*** GIVEN TEXT ***
Deng steered the political system away from what was essentially one-man rule. At moments he acted like a strongman, but as time passed he encouraged a consensus-driven arrangement to take shape. As a result of this and other factors, the period of his two successors, Jiang Zemin and Hu Jintao, was characterized by what many China watchers regarded as a rules-driven and meritocratic politics.

Political evolution in the second era of the People’s Republic was significant, but the real motor of change was economic. History has called Deng an economic reformer, but it was actually the Chinese people who should get most of the credit. Deng, who belonged to the first generation of Chinese Communist revolutionaries, began by pursuing orthodox policies, yet early failure to meet goals contained in the ten-year economic plan forced him to permit individual initiative.

To his credit, he began relaxing collectivist rules by allowing peasants to form “work groups” to tend designated plots. Although central policies specifically prohibited these groupings from including just one family, families started to till their own land and pragmatic local officials condoned the clear violation of the rules. The same dynamic occurred in cities. Private industry was strictly prohibited, but savvy entrepreneurs operated their businesses under the guise of state ownership, wearing the “red hat,” as lip service to official dogma was then termed. Deng’s reforms succeeded because the Chinese people ignored boundaries.
*** End of GIVEN TEXT ***
*** DATA SUPPLIED ***
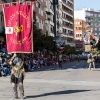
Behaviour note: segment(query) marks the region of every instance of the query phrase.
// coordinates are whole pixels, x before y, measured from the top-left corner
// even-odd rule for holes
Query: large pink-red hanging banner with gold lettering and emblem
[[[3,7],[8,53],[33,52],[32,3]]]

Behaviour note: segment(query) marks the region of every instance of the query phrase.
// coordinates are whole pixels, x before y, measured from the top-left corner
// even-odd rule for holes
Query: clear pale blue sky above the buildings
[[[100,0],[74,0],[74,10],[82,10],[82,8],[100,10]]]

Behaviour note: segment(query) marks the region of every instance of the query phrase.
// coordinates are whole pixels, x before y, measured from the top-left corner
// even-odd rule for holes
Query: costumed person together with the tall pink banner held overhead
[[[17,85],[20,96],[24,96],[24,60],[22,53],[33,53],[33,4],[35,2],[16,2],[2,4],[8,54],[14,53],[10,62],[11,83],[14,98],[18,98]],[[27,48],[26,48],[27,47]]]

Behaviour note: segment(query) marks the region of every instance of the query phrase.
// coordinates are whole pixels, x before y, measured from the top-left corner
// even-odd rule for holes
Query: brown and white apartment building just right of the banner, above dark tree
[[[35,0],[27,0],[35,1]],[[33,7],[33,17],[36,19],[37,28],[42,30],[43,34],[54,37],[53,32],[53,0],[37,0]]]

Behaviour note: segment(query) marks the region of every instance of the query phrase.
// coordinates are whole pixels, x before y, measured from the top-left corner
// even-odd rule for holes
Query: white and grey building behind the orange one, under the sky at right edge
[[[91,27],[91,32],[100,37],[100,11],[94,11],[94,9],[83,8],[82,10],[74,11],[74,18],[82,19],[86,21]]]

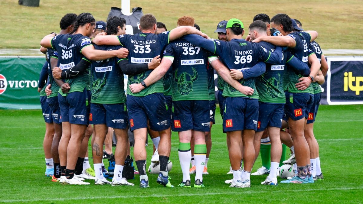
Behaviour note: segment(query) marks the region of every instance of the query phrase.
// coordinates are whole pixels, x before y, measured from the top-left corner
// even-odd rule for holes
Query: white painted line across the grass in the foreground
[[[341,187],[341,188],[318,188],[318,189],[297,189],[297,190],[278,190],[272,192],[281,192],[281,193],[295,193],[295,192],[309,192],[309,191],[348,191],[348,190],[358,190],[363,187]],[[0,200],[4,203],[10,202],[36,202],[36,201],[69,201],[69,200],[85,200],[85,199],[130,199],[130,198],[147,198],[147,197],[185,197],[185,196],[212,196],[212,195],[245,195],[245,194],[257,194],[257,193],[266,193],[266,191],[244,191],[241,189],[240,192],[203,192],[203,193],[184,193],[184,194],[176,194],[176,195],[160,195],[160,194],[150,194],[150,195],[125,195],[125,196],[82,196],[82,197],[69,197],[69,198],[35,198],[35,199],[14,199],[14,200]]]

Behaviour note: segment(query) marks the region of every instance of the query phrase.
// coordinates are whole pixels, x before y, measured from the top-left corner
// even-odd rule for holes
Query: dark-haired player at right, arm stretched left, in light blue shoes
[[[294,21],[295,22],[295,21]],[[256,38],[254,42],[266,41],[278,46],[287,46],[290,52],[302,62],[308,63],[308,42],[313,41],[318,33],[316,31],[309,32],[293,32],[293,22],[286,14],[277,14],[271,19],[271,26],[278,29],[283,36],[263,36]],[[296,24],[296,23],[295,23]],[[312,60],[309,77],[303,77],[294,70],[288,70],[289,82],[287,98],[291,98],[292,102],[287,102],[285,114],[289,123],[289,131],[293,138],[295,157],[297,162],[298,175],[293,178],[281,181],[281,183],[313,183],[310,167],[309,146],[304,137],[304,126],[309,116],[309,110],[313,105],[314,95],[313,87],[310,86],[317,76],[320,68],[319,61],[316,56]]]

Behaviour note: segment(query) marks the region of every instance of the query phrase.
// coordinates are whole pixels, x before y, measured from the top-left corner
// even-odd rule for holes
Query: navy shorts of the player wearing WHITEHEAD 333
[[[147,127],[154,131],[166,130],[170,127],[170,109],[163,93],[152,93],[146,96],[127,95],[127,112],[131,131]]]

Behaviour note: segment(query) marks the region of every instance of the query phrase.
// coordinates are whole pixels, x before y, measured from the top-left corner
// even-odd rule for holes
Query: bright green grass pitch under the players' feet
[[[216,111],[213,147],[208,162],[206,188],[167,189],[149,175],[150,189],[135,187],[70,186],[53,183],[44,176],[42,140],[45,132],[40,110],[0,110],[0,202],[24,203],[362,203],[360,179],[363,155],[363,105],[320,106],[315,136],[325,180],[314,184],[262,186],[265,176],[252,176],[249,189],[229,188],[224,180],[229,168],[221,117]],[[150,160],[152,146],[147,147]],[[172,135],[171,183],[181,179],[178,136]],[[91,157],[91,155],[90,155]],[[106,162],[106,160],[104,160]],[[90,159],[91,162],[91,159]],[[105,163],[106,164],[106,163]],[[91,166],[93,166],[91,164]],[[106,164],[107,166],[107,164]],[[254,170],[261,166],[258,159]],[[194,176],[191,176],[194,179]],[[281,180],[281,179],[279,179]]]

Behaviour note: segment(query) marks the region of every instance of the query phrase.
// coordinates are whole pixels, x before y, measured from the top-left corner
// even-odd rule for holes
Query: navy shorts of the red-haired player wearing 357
*** End of DATA SUPPLIED ***
- [ABOUT THIS EXERCISE]: Resume the passage on Deng's reforms after its final sentence and extend its account of economic change in China.

- [ANSWER SECTION]:
Mao’s successor did not so much debate, plan, and decree change—as he is given credit for—as get out of its way. And essentially the same thing happened in the wake of the Tiananmen tragedy, which initially appeared as if it would result in a permanent reversal of economic reform. Deng’s “Southern Tour” of early 1992, however, signaled the leadership might again back liberalization of the economy.

The Chinese people did not need an invitation to begin acting on their own. Like a “swarm of bees,” people in the city of Kunming took matters in their own hands, overnight stringing up white lights along roadsides and selling trinkets from card tables to passersby. What happened there, in the capital of Yunnan Province, took place across the country as a whole as people once again felt confident to go into business for themselves. The Chinese took responsibility for their lives, pushing the mighty state to the side. As a result, China enjoyed a half-decade boom largely because desperate peasants and frustrated bureaucrats openly made themselves into bold entrepreneurs.

When growth stalled at the end of the 1990s, Premier Zhu Rongji, the hard-nosed economic czar working under supremo Jiang Zemin, looked to the market, sponsoring China’s push to join the World Trade Organization. Accession in late 2001 allowed private investment and trade to create another spurt—this one lasting a decade—of fast-paced growth. During the first decade of this century, private enterprise accounted for more than half of the country’s gross domestic product.


This sweet spot of reform, however, did not last long. Apart from changes required by WTO membership, liberalization stagnated under Hu Jintao, China’s ruler from 2002 to 2012. The last half of Hu’s rule was even marked, on balance, by the reversal of reform as two unfortunate trends coincided. First, Hu, a weak leader, gave in to state enterprises, which had become politically powerful, and began in earnest to close off opportunities for foreign business in China. Characteristic of this effort were the notorious “indigenous innovation product accreditation” rules, which symbolized Beijing’s push to grab, for the benefit of state business, the technology of multinationals.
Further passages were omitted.